Collected data entries:
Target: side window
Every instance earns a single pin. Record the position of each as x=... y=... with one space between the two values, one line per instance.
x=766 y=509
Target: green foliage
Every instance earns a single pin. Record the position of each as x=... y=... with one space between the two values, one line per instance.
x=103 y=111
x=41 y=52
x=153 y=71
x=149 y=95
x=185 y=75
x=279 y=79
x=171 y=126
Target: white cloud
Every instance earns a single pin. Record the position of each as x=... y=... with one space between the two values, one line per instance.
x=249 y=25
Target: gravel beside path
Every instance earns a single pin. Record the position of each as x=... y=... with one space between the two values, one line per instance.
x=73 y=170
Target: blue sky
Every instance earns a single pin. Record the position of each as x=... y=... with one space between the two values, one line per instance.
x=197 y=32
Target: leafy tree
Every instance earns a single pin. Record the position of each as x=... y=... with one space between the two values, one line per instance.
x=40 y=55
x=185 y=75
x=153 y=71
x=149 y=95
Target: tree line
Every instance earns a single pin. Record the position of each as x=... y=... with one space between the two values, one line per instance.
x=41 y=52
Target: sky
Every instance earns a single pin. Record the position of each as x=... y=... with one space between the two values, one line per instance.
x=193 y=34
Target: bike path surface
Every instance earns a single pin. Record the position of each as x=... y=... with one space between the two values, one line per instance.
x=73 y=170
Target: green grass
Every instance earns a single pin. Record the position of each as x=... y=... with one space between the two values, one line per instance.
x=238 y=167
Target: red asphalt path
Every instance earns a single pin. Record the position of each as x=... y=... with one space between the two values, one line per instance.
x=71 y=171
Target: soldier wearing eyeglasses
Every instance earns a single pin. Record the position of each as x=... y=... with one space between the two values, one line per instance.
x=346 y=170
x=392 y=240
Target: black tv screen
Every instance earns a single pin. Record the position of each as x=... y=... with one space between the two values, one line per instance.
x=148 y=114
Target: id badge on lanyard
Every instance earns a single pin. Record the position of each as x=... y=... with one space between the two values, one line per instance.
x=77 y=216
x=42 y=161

[Problem details] Write out every line of the data above exactly, from start to finish.

[Result of this exercise]
Target: side window
Every instance earns a single pin. Record the position of each as x=... y=... with one space between the two values, one line per instance.
x=766 y=509
Target: green foliage
Every instance earns a single pin. Record the position of each as x=... y=... with one space between the two values, one line per instance.
x=103 y=111
x=41 y=52
x=153 y=71
x=149 y=95
x=185 y=75
x=279 y=79
x=171 y=126
Target: white cloud
Every instance earns a single pin. Record the position of each as x=... y=... with one space between the two values, one line per instance.
x=249 y=25
Target: gravel beside path
Every instance earns a single pin. Record the position of each as x=... y=... with one space between the two values, one line per instance.
x=73 y=170
Target: blue sky
Every instance earns a single pin. Record the position of each as x=... y=... with one space between the two values, one line per instance.
x=197 y=32
Target: leafy tree
Every instance earns a single pin. Record the position of each as x=... y=... with one space between the two values, one line per instance.
x=40 y=55
x=185 y=75
x=153 y=71
x=149 y=95
Target: tree line
Every instance earns a single pin. Record the position of each as x=... y=... with one space between the two values, one line per instance.
x=41 y=52
Target: sky
Every instance earns a single pin. Record the position of each as x=... y=... with one space between the two values, one line per instance.
x=193 y=34
Target: bike path surface
Every instance earns a single pin. Record the position of each as x=... y=... with one space between the two values, one line per instance.
x=73 y=170
Target: green grass
Every instance earns a single pin. Record the position of each as x=... y=... with one space between the two values, one line per instance.
x=238 y=167
Target: red asphalt path
Every instance earns a single pin. Record the position of each as x=... y=... with one space between the two values, one line per instance.
x=71 y=171
Target: soldier wearing eyeglasses
Every instance earns a single pin. Record the position of each as x=... y=... with one space between the two values, one line per instance.
x=346 y=170
x=392 y=240
Target: black tv screen
Every instance earns a single pin. Record the position of each as x=... y=... with one space between the two values, one line per instance.
x=148 y=114
Target: id badge on lanyard
Every instance earns a single pin. Record the position of each as x=... y=... with one space between the two values, one line per instance.
x=77 y=216
x=42 y=161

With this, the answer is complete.